> Problem to work on
In the text about the Castle of Santa Cruz below, translate this sentence into Spanish: "In 1989, the city council of Oleiros acquired the castle for the purpose of environmental education."

> Document excerpt
......

The Castle of Santa Cruz (Galician: Castelo de Santa Cruz) is a castle on an island of the same name in A Coruña, Galicia, Spain. It is located in the town of Porto de Santa Cruz, municipality of Oleiros. The fortress was built in the sixteenth century by General Diego Dasmariñas to improve the defensive system of the bay of A Coruña.

== History ==
Construction began in either 1594 or 1595 when Diego das Mariñas was capitán general of Galicia, following the plans of military engineer Pedro Rodríguez Muñiz. It was completed with new bulwarks, parapets and pavilions in the 18th century, when Martín Cermeño was capitán general.

After losing its strategic value, the castle was abandoned. It was acquired by José Quiroga Pérez de Deza, husband of the author Emilia Pardo Bazán, to serve as their summer residence. In 1939, their daughter Blanca Quiroga donated it to the army to be used as a summer camp for children orphaned in the Spanish Civil War. The castle served this purpose until 1978.

In 1989, the city council of Oleiros acquired the castle for the purpose of environmental education. In 2001, the CEIDA - Centro de Extensión Universitaria y Divulgación Ambiental de Galicia was established in this place through the collaborative efforts of the Xunta de Galicia, the University of A Coruña, and the city council of Oleiros.

......

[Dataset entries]
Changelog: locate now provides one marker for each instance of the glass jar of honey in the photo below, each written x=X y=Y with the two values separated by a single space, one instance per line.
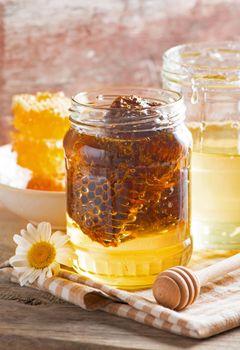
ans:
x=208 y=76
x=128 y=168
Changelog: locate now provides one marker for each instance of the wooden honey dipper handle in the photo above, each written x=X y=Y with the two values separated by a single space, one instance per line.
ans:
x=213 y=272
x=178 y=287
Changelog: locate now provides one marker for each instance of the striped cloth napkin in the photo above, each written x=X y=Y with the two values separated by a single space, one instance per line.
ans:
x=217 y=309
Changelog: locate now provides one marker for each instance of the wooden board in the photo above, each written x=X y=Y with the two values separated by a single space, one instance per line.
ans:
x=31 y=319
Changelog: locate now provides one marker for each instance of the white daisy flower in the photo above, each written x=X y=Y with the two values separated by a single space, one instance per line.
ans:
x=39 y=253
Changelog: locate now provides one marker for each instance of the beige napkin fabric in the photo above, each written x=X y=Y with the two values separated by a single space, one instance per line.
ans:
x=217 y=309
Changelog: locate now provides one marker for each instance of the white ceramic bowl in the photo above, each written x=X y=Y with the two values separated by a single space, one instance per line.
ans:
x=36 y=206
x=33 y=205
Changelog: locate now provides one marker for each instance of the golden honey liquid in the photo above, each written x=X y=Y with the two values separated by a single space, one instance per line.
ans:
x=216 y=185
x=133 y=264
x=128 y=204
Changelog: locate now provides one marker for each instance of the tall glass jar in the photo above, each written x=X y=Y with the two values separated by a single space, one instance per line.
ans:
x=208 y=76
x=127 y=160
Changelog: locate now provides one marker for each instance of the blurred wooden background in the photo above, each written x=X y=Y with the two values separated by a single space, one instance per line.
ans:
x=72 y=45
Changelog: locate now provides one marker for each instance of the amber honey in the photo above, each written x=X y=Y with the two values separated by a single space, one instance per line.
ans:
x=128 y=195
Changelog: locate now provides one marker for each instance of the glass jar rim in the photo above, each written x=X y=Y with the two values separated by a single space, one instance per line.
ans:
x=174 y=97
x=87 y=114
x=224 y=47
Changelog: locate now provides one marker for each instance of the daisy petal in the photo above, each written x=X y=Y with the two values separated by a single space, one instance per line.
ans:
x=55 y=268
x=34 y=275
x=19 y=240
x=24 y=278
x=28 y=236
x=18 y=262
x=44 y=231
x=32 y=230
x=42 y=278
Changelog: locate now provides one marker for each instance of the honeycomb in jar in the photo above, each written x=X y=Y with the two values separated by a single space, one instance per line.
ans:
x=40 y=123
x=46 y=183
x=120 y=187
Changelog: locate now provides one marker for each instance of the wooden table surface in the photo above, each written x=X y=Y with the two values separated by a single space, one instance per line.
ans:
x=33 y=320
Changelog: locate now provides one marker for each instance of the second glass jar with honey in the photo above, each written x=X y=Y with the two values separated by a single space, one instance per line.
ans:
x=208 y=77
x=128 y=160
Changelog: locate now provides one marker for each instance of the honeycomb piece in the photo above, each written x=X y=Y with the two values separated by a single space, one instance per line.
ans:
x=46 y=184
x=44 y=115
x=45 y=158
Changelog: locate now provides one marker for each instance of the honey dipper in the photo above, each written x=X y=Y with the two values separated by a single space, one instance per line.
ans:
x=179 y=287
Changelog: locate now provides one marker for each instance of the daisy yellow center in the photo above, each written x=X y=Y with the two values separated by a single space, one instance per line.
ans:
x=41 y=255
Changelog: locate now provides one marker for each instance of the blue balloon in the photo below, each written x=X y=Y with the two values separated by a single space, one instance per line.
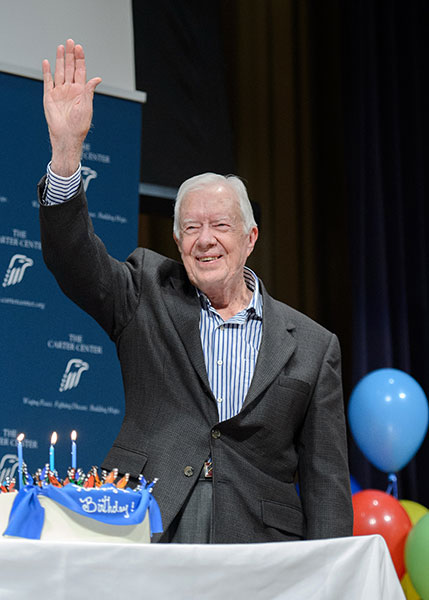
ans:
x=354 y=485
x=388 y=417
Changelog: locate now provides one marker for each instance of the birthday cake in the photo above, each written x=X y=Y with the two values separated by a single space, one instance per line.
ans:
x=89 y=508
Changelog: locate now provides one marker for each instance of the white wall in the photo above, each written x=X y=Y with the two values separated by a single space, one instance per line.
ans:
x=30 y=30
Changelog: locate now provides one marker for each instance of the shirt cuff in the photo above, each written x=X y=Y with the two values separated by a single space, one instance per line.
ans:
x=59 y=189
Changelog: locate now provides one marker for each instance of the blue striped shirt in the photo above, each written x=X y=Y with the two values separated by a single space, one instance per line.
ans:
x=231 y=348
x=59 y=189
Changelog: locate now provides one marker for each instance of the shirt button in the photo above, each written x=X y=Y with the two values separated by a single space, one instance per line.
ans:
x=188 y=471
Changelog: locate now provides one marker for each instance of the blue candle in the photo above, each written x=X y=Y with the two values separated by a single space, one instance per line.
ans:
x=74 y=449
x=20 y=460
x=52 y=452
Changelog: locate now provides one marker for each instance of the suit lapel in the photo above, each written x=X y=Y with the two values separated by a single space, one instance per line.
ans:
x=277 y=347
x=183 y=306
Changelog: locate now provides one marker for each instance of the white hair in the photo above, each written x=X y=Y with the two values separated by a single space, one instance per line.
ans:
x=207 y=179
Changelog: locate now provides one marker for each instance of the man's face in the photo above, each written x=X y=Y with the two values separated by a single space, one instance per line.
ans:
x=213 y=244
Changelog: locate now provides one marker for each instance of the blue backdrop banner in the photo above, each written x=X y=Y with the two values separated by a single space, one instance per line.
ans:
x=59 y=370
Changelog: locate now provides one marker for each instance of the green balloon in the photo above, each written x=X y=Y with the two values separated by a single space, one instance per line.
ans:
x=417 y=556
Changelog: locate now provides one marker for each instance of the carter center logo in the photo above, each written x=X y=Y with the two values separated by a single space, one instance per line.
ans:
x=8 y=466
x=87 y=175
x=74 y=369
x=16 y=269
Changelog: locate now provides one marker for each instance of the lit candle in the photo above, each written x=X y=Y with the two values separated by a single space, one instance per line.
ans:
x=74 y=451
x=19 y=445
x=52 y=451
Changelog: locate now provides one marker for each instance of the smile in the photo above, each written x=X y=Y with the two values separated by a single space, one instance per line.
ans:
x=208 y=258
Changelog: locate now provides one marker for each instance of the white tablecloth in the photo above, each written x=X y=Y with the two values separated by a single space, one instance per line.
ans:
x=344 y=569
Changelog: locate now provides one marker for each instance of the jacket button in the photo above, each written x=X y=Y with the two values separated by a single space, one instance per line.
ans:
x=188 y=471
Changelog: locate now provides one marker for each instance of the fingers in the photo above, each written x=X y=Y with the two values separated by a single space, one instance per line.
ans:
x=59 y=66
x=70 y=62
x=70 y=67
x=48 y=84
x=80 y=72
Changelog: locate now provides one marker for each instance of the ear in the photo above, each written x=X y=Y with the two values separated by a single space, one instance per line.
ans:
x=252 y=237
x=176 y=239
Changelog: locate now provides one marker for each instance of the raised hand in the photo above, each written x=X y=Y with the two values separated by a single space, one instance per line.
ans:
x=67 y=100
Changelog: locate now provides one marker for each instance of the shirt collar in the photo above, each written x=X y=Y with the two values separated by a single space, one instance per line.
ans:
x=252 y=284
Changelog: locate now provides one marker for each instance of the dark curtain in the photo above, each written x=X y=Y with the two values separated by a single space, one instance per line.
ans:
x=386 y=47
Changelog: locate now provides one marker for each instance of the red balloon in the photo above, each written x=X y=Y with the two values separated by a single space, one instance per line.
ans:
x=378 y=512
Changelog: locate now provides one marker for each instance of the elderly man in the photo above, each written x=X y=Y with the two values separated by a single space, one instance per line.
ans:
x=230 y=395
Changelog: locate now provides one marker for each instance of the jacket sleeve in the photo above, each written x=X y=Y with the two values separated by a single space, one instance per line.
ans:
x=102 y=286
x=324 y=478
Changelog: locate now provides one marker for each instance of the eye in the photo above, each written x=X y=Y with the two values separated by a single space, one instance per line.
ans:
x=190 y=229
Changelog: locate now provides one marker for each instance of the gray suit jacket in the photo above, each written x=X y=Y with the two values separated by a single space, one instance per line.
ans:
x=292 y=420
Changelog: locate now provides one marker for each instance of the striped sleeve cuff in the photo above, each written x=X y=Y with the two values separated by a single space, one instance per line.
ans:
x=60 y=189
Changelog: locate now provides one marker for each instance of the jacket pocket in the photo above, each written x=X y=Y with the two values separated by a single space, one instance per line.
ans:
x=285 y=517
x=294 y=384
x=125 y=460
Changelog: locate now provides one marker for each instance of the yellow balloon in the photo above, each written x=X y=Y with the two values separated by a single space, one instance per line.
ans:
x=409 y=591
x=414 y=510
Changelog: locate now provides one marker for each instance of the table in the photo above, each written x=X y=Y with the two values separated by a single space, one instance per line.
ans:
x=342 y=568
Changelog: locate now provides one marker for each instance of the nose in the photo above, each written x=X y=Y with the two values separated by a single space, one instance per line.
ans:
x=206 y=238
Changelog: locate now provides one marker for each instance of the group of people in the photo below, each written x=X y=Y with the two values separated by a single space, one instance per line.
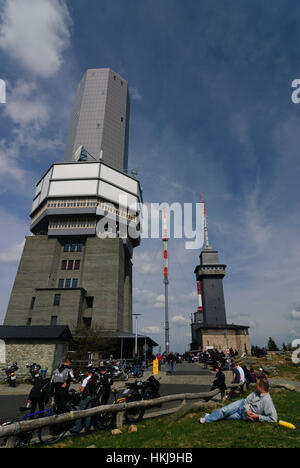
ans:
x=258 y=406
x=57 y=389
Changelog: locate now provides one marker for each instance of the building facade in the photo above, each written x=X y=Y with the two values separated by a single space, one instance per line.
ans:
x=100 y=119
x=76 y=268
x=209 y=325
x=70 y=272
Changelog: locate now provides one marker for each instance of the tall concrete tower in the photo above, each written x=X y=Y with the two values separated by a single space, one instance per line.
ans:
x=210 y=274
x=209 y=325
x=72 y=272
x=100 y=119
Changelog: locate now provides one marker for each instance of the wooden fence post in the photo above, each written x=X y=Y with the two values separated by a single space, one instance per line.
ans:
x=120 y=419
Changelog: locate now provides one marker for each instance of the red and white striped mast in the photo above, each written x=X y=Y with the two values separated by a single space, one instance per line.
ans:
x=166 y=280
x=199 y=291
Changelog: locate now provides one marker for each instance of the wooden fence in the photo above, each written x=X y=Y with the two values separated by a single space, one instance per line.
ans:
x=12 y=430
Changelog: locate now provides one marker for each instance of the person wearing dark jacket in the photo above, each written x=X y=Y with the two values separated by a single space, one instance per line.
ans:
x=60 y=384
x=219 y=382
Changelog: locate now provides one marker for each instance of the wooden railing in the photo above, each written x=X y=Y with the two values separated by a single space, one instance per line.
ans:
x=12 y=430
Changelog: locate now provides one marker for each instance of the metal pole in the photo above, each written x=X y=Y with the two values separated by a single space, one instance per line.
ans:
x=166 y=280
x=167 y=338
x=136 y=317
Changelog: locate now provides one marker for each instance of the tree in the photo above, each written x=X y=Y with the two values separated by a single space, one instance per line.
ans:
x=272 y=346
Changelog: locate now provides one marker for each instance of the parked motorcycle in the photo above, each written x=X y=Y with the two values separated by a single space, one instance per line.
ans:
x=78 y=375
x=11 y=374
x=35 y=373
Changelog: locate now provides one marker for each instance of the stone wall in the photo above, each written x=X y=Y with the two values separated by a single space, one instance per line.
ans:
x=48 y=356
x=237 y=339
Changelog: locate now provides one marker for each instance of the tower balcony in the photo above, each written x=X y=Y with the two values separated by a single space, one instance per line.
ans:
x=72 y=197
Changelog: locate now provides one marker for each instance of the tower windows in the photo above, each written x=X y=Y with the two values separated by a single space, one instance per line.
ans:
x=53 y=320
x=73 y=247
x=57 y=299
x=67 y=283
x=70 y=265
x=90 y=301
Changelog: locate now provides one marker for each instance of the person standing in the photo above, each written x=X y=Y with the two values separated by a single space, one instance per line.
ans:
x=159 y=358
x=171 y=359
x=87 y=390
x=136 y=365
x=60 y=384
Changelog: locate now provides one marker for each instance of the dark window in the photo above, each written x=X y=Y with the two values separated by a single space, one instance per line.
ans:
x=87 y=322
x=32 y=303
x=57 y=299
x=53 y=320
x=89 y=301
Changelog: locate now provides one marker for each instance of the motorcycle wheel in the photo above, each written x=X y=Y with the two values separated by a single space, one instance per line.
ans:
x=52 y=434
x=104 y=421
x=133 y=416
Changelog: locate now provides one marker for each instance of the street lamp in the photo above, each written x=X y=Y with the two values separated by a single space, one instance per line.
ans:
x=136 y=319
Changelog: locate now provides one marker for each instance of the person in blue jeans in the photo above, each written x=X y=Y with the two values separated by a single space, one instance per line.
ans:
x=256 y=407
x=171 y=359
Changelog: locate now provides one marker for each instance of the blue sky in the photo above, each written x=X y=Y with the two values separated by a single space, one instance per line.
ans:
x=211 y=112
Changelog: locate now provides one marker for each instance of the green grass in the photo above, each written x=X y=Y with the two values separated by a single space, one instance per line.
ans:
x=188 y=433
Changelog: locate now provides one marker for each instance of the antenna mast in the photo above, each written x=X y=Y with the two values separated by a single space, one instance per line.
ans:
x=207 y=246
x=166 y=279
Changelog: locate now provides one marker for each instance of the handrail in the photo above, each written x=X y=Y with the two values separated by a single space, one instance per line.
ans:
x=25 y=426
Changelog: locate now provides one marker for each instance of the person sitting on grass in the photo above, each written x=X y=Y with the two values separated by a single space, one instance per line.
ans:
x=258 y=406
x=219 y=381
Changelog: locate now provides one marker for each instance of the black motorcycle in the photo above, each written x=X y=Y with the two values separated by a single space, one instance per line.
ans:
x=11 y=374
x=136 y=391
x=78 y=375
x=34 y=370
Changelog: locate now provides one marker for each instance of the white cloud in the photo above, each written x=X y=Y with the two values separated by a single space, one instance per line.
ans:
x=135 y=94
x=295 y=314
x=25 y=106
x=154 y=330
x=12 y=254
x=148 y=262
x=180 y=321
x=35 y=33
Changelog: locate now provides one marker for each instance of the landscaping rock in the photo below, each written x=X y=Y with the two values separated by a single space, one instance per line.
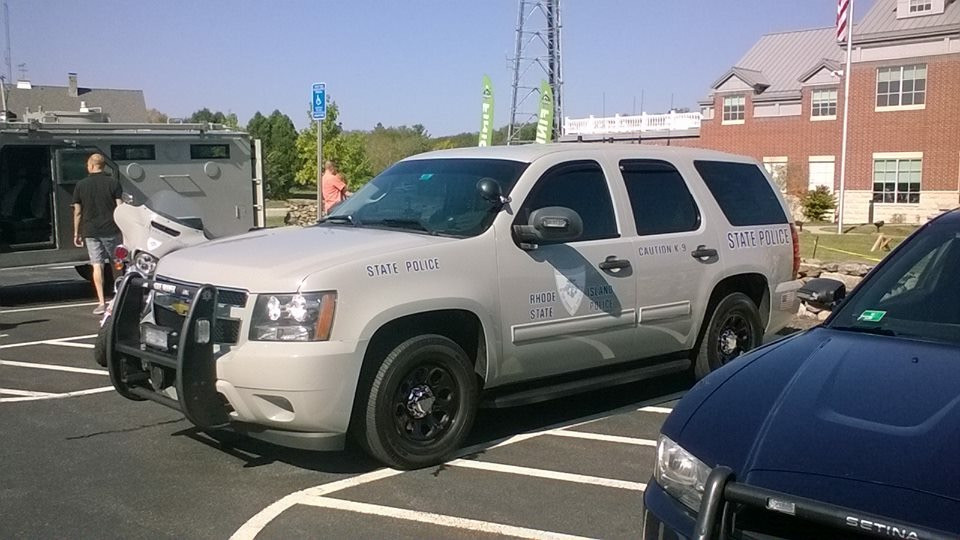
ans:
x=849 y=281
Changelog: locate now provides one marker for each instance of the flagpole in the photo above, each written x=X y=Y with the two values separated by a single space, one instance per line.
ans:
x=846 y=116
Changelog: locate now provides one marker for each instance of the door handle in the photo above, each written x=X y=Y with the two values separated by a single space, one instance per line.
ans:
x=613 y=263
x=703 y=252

......

> Solution to the exercise
En 1989, el ayuntamiento de Oleiros adquirió el castillo con fines de educación ambiental.